• _Things to do_
**a.** According to the article on En Kaadhali Scene Podura, in how many days did the director complete the film's shoot?
**b.** Print the passage of the article on En Kaadhali Scene Podura starting with "En Kaadhali Scene" and going on through "13 September 2019.".
**c.** Give what follows the last sentence of the article on En Kaadhali Scene Podura.

• _Extract to read_
En Kaadhali Scene Podura () is a 2019 Indian Tamil-language romantic comedy film directed by Ram Sevaa. It stars Mahesh and Shalu Chourasiya alongside an ensemble cast. Featuring music composed by Amresh Ganesh, the film began production in mid-2018 was released on 13 September 2019.

Cast
Mahesh as Karthi
Shalu Chourasiya
Aadukalam Naren
Manobala
Ambani Shankar
Gokulnath
Diya
Thennavan
Vaiyapuri
Sandy in a special appearance

Production
The film featuring Mahesh and debutant Shalu Chourasiya was shot in early 2018, with director Ram Sevaa making his second film after the unreleased Tea Kadai Bench. The director based the story of the film on a real life incident that he had witnessed in the 1990s, and completed the shoot of the film within 23 days. The film's music is composed by Amresh Ganesh, and prior to release, Mahesh highlighted it as a major selling point of the film.

• _Data listing_
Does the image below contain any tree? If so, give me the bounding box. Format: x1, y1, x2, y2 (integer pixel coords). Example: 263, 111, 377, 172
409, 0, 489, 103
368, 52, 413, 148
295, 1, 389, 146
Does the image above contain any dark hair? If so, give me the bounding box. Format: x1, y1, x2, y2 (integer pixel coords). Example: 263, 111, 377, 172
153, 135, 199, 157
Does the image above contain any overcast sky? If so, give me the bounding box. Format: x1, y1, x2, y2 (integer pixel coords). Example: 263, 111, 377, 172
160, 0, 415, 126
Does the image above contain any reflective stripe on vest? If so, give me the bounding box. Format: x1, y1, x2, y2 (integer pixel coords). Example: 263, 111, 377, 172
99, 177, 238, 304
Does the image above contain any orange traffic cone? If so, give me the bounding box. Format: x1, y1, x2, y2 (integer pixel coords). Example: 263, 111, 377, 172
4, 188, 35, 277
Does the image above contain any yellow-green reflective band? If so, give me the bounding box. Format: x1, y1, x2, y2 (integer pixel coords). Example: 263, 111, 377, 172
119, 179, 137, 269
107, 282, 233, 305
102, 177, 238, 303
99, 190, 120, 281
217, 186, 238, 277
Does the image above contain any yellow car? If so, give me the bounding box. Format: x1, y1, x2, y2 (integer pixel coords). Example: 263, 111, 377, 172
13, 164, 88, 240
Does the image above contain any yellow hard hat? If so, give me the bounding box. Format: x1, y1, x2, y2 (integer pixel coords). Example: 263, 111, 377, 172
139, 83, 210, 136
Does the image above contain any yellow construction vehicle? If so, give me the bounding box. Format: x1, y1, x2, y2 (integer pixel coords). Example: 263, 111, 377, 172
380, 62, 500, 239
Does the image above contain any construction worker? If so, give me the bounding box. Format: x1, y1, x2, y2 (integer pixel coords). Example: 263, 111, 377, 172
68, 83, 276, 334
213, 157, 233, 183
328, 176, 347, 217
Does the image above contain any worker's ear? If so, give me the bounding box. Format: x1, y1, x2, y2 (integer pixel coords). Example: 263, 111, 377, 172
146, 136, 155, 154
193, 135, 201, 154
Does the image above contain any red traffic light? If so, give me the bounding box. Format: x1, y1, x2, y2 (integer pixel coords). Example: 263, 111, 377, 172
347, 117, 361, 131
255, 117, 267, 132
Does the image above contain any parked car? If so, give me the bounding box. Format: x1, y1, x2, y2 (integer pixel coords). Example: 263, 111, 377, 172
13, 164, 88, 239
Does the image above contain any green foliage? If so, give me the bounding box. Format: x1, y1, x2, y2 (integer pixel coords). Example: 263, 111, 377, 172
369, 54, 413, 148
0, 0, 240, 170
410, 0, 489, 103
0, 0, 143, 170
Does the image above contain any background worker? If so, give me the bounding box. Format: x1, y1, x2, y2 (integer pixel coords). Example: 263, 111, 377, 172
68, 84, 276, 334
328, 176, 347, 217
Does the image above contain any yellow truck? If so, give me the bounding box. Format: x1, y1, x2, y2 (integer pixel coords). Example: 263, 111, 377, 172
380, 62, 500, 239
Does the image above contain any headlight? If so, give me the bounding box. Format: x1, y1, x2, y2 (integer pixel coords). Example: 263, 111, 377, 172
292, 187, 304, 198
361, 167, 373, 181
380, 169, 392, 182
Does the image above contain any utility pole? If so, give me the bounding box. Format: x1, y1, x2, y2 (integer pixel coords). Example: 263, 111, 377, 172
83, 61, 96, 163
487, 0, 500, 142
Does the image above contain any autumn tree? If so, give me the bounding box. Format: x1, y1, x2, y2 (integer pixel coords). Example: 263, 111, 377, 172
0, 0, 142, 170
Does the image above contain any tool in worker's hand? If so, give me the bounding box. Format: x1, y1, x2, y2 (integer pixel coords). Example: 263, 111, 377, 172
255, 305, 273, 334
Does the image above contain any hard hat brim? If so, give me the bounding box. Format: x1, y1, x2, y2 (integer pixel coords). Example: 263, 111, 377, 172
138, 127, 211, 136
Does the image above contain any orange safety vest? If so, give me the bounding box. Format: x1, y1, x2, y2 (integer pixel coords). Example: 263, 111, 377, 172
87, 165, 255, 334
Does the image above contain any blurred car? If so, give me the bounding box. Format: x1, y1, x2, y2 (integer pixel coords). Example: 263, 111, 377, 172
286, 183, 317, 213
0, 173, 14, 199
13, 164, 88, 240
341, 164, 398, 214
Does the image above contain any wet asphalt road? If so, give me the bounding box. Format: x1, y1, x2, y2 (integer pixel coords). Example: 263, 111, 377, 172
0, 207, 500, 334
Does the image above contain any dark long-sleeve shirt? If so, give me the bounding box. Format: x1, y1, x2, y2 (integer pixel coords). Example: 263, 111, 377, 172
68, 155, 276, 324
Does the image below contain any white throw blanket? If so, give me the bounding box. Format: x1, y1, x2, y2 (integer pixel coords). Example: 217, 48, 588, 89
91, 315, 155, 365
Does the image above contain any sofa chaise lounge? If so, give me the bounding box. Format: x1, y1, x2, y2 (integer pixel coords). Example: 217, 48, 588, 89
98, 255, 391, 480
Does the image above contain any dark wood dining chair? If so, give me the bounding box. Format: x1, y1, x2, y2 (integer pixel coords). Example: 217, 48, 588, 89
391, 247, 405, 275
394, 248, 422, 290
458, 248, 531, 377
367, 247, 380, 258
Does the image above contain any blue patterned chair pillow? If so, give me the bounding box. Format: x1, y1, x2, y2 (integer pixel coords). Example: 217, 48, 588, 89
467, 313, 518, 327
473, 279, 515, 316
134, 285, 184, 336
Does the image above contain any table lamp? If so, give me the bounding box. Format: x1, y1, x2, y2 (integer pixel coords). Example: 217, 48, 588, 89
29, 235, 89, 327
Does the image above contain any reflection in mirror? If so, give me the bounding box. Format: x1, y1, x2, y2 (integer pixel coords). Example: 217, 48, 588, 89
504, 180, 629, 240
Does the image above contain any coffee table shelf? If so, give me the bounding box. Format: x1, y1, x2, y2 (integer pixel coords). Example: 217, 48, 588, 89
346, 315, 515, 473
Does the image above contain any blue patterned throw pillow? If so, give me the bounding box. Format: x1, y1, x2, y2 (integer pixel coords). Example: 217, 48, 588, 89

• _Task-by-task outputs_
**a.** 23 days.

**b.**
En Kaadhali Scene Podura () is a 2019 Indian Tamil-language romantic comedy film directed by Ram Sevaa. It stars Mahesh and Shalu Chourasiya alongside an ensemble cast. Featuring music composed by Amresh Ganesh, the film began production in mid-2018 was released on 13 September 2019.

**c.**
Soundtrack
The film's soundtrack was composed by Amresh Ganesh.
"Bro Bro" - Amresh Ganesh
"Chella Nilavey" - Sharath Santhosh
"Nilla Kallula" - Senthil Ganesh, Rajalakshmi
"Scene Podura" - Krish

Release
In its review, The Indian Express gave a negative impression and wrote the film was "a mess of a movie that does not know what it wants to be". Maalaimalar praised the music while criticizing the cinematography.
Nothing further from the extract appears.